Entries from a pointing dataset

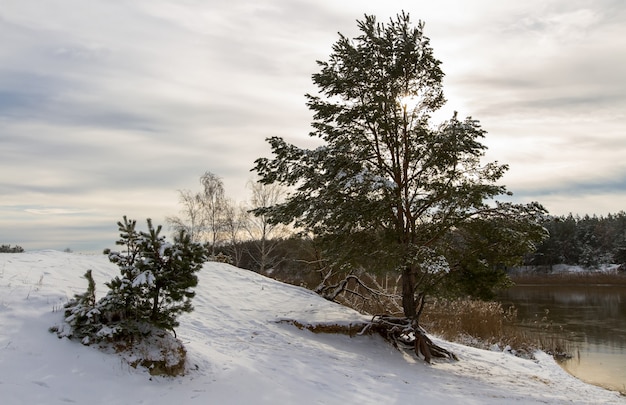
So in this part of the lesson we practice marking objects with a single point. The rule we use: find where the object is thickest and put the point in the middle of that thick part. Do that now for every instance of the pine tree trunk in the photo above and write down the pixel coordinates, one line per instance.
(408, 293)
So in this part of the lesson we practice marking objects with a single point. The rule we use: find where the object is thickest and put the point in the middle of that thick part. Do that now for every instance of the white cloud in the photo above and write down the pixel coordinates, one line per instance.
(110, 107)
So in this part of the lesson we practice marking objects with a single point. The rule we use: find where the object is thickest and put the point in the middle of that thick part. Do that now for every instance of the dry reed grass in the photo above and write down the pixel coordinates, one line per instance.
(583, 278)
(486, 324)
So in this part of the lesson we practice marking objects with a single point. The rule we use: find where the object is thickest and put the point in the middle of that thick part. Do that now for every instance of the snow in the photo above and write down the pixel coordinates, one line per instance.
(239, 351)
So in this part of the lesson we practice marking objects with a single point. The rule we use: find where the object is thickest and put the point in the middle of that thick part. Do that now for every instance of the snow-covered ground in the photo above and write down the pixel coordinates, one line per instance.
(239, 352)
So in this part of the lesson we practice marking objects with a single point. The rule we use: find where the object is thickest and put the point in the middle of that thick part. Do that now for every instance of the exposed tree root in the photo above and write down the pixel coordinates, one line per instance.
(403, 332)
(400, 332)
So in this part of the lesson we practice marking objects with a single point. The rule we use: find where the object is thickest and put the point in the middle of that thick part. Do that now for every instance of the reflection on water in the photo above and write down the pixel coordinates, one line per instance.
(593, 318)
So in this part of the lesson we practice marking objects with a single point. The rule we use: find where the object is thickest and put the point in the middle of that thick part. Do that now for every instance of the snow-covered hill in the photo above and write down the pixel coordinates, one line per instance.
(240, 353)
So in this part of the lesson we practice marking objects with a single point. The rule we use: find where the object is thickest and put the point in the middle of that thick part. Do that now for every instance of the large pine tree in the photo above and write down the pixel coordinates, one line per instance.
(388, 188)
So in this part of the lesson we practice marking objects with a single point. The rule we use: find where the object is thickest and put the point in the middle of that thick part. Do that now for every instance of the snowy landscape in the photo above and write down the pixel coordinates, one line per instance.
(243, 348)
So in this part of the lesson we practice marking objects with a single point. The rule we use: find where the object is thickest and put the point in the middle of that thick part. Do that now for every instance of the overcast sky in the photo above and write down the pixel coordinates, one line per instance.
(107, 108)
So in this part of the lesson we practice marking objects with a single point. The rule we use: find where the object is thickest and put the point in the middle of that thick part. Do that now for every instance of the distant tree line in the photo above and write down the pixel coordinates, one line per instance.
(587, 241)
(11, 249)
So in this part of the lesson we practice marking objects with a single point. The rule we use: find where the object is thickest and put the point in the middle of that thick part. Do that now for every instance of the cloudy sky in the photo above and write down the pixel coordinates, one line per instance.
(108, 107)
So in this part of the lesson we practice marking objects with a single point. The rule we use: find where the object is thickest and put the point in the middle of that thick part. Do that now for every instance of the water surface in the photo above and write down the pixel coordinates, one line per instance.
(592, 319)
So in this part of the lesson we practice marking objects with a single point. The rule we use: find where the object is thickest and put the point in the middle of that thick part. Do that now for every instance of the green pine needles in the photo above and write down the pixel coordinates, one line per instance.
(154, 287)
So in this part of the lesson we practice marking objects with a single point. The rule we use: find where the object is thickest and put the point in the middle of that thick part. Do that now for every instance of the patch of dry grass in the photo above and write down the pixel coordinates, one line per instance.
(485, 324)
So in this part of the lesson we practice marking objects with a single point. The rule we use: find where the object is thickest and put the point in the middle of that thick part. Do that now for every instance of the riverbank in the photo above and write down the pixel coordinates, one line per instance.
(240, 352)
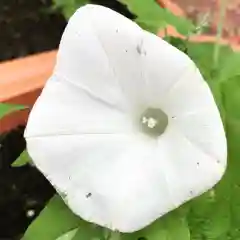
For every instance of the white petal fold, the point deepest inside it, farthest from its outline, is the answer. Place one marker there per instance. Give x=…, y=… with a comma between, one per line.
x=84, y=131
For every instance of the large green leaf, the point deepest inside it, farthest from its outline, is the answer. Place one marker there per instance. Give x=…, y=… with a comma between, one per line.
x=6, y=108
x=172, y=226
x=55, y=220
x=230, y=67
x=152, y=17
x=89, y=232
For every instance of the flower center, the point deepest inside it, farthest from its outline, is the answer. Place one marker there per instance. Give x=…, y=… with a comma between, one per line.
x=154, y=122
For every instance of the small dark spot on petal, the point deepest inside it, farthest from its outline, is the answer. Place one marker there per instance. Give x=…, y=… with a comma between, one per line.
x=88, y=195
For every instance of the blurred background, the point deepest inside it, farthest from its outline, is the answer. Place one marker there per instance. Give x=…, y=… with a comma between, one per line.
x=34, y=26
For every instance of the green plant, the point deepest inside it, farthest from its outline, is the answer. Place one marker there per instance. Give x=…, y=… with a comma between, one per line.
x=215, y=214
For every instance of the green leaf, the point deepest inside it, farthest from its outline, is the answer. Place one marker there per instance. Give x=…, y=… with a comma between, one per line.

== Problem description ==
Look above for the line containing "For every instance of the blurred", then transcribe it and all lines after it through the last, exactly and with nothing else.

== Output ==
For every instance of the blurred background, the point deepest inside it, farthest from its outline, is the answer. Place one marker there per instance. Give x=…, y=… with a comma between, one per line.
x=34, y=26
For every instance of the green plant, the point deepest inside it, farthest from its outline, is the answer. Place one marker there per instance. Give x=…, y=… with a comma between, one per line.
x=215, y=214
For every instance of the green leaf, the point deepest inside it, farthest from its outline, is the answer. Place one marker there per instance. Give x=…, y=… with a comma between, one per line.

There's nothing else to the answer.